--- START Task inputs ---

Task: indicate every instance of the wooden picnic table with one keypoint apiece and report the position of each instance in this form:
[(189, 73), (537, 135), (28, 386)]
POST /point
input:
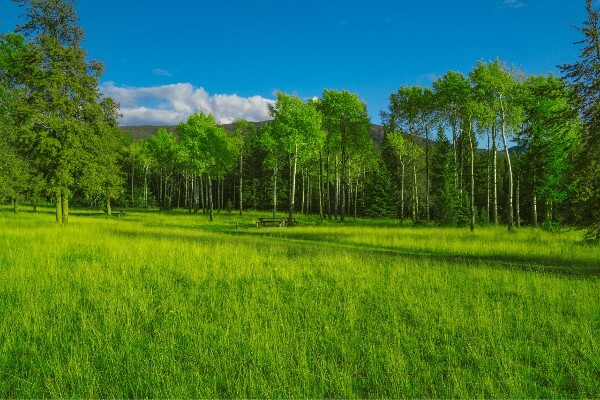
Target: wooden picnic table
[(281, 222)]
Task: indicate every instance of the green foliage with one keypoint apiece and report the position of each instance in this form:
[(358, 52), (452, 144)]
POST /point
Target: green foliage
[(61, 123), (166, 305), (552, 130), (381, 193), (583, 77), (445, 196)]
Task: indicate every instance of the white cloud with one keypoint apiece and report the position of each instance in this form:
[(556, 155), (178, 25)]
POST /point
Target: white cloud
[(171, 104), (161, 72), (430, 77), (514, 4)]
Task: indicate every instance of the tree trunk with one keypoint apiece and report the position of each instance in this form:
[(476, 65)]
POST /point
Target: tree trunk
[(65, 207), (356, 199), (402, 194), (336, 175), (415, 210), (202, 194), (510, 177), (293, 185), (495, 173), (328, 188), (517, 201), (59, 207), (302, 201), (472, 202), (145, 186), (210, 202), (132, 191), (427, 184), (535, 211), (275, 189), (488, 181), (321, 216), (108, 209), (241, 184)]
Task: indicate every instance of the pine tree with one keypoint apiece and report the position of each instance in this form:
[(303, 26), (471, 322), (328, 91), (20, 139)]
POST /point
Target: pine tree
[(584, 77)]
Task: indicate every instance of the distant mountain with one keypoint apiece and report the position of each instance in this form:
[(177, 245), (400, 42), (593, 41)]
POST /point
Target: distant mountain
[(143, 132)]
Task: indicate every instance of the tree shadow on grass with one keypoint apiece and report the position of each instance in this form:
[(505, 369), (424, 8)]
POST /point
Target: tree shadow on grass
[(316, 243)]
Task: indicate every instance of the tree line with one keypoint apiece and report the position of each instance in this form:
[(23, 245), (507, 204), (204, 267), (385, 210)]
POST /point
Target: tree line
[(493, 146)]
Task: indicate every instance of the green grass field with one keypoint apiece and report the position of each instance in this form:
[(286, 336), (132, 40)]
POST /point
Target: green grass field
[(170, 305)]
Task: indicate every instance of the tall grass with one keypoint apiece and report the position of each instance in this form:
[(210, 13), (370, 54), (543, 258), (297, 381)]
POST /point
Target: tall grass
[(155, 305)]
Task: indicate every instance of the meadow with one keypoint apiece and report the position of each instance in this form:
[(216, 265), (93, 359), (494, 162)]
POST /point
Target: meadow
[(170, 305)]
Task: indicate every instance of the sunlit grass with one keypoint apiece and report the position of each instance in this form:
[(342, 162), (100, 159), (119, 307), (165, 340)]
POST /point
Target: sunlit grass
[(170, 305)]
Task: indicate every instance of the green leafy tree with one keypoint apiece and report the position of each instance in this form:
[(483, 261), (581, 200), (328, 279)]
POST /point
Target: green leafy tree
[(446, 210), (242, 132), (61, 104), (495, 86), (405, 151), (162, 150), (584, 77), (295, 129), (209, 149), (347, 124)]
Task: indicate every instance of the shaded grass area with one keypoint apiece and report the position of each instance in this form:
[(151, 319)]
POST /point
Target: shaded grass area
[(155, 305)]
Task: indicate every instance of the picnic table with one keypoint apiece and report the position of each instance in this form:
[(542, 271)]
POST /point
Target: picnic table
[(281, 222)]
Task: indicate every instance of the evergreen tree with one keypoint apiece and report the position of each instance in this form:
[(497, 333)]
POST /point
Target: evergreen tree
[(584, 77)]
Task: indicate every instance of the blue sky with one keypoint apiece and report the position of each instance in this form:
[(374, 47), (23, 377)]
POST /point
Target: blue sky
[(167, 59)]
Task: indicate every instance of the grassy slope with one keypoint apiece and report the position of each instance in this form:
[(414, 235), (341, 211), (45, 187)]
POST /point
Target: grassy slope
[(160, 305)]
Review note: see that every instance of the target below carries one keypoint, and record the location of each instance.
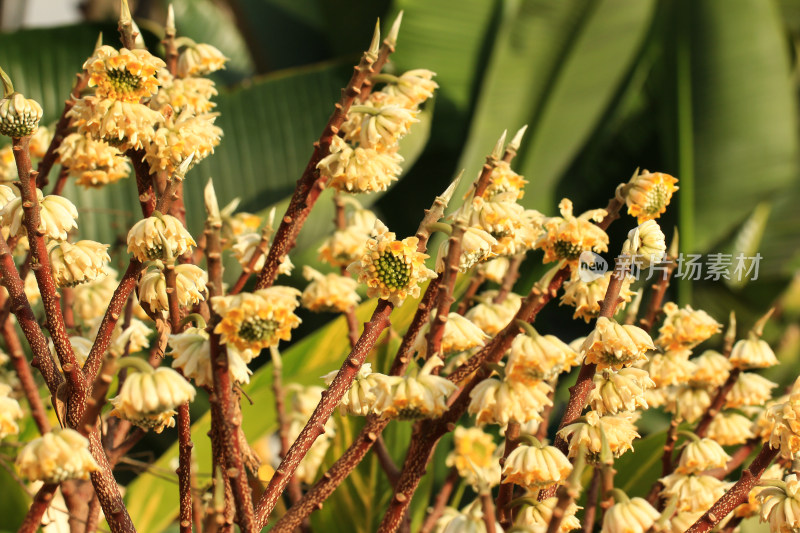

--- END Task inputs ---

(Requirements): Can you give the stretch of records from the line containing "Task: indicate every instance of the evergreen" through the line containing "[(160, 305)]" again, including the requests and both end lines, but with each answer coordinate multiplied by 0.2 and rounded to a whole number, halves going up? Leave the requests and their format samples unchanged, and give only these lines.

(Worked solution):
Task: indicate every instance of the evergreen tree with one keypoint apiece and report the position of each instance in this form:
[(497, 333)]
POST /point
Target: evergreen tree
[(117, 15)]
Task: indicate every instance of the blue sky with one keypoint apiece and report the position of each instance in this form:
[(374, 47), (23, 377)]
POST /point
Target: blue sky
[(33, 12)]
Task: indicate every instance of the grassy slope with one keypoint apiece and report the position of each instance in this form:
[(414, 235), (341, 211), (45, 187)]
POST /point
Target: grassy slope
[(32, 61)]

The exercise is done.